## BEGIN Data provided

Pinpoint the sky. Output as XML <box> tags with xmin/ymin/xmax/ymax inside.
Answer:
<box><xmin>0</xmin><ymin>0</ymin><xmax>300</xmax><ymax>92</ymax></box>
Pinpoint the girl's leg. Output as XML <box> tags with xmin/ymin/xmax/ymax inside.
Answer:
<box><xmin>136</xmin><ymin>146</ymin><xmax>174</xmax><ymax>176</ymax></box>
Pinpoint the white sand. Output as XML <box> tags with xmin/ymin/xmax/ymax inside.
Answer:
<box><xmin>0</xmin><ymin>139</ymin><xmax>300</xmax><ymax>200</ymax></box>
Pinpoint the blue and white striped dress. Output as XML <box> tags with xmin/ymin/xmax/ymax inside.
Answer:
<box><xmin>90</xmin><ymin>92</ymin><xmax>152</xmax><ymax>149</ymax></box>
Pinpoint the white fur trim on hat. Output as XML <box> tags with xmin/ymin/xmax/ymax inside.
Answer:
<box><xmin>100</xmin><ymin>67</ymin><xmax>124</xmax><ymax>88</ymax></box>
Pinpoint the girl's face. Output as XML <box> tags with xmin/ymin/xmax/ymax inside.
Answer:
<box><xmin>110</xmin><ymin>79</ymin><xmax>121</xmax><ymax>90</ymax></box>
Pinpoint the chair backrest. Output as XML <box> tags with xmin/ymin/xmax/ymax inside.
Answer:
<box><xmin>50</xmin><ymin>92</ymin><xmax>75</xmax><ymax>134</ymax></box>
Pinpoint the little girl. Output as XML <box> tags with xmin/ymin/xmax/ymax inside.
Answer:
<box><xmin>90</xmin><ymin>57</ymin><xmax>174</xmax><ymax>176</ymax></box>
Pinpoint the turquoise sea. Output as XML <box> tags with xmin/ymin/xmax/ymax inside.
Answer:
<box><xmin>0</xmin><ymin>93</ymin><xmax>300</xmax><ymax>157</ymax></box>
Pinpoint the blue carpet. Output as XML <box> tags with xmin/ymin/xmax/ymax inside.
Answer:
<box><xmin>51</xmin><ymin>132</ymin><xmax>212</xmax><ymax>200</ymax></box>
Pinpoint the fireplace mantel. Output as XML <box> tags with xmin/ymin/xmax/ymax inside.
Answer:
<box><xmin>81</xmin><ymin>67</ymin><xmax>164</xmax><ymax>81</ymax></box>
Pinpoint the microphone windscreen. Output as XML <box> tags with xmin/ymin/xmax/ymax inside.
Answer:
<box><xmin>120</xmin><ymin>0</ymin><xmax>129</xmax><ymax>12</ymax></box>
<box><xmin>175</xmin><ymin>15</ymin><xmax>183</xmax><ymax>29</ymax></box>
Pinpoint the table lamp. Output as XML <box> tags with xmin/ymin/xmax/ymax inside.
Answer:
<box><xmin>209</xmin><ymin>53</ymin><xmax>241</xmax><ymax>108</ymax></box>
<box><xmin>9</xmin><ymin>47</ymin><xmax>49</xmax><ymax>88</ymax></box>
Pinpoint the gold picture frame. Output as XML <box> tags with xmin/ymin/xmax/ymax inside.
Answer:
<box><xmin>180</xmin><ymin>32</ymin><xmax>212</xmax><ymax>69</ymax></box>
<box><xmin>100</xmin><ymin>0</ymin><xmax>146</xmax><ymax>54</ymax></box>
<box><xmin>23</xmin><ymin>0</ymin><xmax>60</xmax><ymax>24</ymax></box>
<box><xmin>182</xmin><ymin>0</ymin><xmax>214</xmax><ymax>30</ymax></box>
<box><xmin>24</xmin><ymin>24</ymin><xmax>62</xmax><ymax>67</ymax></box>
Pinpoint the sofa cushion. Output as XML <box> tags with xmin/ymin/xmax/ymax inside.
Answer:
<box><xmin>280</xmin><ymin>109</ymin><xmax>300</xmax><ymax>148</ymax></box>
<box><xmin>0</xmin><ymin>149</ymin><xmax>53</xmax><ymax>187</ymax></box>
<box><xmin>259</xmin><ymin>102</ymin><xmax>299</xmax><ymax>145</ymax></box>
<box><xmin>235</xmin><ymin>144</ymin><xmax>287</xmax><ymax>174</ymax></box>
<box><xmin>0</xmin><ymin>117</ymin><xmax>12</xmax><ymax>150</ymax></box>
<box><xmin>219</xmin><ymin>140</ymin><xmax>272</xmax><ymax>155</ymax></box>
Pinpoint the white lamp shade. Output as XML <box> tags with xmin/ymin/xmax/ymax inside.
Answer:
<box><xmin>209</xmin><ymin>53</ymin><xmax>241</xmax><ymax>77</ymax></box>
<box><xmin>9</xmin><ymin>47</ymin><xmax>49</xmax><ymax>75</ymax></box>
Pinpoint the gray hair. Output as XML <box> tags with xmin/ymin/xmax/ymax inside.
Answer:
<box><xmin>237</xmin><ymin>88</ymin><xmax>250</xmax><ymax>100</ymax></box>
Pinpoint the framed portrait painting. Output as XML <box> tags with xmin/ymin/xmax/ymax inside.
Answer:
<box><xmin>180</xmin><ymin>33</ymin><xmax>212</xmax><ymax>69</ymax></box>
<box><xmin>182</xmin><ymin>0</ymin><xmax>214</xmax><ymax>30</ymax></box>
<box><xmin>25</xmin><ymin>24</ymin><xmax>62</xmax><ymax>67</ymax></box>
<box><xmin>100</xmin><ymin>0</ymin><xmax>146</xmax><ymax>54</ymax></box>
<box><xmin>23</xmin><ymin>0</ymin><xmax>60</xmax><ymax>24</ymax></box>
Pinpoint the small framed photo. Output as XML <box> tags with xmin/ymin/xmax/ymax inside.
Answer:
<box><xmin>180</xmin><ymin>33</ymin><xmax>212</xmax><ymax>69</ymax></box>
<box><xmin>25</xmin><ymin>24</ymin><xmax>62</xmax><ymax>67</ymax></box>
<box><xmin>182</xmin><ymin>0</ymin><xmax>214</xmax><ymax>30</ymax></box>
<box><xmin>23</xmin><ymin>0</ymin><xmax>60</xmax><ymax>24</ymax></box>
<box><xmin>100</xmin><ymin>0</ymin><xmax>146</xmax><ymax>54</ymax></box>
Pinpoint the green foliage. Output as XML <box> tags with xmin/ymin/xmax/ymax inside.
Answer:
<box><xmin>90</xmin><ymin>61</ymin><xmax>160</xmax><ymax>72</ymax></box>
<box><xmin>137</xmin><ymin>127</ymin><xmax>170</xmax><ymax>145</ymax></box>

## END Data provided
## BEGIN Data provided

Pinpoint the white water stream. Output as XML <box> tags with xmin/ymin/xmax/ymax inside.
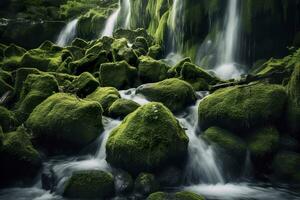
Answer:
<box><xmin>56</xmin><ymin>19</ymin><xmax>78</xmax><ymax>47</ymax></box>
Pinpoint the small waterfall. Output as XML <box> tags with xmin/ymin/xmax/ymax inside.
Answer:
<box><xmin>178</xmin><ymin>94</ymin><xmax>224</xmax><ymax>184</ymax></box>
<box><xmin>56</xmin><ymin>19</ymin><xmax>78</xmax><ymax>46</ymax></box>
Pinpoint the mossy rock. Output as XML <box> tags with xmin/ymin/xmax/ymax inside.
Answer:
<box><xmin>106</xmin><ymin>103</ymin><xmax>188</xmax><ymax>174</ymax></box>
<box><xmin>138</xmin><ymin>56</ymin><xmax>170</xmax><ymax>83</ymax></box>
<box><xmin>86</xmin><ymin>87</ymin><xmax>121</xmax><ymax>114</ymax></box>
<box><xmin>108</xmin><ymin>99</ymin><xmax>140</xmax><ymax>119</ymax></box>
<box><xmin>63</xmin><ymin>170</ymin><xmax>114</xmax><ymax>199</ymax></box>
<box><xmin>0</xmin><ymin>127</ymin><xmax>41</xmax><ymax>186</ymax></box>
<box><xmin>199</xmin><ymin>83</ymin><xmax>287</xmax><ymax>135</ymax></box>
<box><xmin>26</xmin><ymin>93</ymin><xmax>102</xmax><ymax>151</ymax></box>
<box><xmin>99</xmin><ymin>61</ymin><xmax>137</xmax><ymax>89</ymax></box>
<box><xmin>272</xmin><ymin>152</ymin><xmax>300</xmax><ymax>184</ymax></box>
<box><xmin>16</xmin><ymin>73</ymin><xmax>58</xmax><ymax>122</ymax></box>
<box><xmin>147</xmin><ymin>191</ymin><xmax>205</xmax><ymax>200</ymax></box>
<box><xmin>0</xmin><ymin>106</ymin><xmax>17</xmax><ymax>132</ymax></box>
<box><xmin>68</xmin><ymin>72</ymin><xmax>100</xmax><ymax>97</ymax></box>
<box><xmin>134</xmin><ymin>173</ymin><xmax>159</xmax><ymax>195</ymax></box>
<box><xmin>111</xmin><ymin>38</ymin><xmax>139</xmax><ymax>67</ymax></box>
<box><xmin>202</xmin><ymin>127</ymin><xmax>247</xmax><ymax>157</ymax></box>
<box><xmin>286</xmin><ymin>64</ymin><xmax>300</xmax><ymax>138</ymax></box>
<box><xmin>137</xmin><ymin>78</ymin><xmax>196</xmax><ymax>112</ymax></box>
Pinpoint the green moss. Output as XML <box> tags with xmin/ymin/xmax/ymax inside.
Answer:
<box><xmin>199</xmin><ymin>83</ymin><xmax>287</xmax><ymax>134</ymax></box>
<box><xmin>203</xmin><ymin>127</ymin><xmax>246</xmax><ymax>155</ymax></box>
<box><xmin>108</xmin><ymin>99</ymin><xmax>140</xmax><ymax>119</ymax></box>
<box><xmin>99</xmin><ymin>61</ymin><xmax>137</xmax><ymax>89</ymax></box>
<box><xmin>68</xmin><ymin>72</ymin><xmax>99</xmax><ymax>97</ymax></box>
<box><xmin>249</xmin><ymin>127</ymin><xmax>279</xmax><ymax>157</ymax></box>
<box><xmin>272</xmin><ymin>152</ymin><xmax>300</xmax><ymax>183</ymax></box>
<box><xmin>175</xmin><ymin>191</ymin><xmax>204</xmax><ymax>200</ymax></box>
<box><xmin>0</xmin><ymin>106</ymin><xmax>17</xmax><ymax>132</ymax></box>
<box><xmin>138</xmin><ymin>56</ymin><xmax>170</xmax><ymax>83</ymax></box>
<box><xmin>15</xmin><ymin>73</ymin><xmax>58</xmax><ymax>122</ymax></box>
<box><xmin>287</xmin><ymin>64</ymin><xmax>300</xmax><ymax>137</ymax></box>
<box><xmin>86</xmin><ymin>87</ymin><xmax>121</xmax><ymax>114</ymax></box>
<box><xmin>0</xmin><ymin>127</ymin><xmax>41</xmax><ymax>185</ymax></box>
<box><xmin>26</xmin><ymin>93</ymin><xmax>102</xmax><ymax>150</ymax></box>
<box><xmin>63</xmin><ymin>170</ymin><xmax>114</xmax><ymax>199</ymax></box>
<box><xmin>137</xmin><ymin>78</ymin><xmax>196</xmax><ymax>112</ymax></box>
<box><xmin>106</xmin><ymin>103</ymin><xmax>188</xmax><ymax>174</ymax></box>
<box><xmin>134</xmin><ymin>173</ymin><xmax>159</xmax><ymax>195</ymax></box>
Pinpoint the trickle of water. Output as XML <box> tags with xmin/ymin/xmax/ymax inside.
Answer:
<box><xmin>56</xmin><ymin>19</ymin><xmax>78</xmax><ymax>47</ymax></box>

## END Data provided

## Challenge
Please pull out each line above that contains the word "framed", and copy every one in full.

## Output for this exercise
Pinpoint the framed portrait painting. Output as XML <box> tags with xmin/ymin/xmax/ymax inside.
Pinpoint the small framed photo. Output as XML <box> tags with xmin/ymin/xmax/ymax inside.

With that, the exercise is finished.